Short problem: Turn the material below into a Markdown table with the columns Row and Line text, starting at the line containing "Question. For every instance of the blue" and going through the end of the material. Number each line and skip blank lines.

The input:
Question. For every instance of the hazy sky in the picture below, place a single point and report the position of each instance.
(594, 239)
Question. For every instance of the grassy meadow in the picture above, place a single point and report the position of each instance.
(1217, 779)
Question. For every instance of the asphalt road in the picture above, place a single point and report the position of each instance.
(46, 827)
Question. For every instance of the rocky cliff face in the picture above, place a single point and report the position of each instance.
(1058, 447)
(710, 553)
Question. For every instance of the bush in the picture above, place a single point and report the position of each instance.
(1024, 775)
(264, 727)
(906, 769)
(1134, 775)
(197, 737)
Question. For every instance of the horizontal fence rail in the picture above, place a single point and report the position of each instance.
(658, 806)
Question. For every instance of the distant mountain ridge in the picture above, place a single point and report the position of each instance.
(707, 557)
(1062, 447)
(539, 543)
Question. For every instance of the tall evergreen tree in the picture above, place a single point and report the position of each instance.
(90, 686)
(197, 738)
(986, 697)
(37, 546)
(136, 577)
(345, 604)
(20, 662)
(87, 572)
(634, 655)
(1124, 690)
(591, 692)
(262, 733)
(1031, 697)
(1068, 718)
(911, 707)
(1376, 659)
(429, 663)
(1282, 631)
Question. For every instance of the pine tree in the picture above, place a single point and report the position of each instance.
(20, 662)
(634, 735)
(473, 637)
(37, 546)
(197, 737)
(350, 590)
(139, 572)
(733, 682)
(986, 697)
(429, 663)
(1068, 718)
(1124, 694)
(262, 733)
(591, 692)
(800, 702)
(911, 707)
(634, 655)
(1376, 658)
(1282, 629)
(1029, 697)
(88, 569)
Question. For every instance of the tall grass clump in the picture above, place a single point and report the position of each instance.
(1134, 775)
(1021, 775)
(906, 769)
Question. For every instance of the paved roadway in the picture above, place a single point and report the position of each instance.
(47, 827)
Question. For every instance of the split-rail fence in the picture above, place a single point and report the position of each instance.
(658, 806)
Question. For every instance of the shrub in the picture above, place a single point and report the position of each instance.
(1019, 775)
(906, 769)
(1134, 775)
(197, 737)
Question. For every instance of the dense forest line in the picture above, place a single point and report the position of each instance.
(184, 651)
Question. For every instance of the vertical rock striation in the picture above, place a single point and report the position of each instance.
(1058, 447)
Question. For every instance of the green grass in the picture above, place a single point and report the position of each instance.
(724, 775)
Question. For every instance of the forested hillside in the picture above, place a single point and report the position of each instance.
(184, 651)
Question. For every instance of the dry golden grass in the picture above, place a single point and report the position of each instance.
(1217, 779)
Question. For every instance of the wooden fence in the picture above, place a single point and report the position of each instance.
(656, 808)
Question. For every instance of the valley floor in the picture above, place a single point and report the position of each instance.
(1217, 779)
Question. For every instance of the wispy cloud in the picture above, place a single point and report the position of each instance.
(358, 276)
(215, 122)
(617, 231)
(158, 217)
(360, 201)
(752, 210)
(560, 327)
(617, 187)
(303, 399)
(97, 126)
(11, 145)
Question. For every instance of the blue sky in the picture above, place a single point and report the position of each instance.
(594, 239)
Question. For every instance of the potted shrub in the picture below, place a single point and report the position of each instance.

Solution to this exercise:
| Row | Line text |
|---|---|
| 1 | Question. For every instance of the blue sky in the picture above, place a single point and report the position of each instance. |
| 2 | (594, 239) |
| 3 | Question. For every instance of the potted shrub in the picture below, place a single point and report the position of each instance. |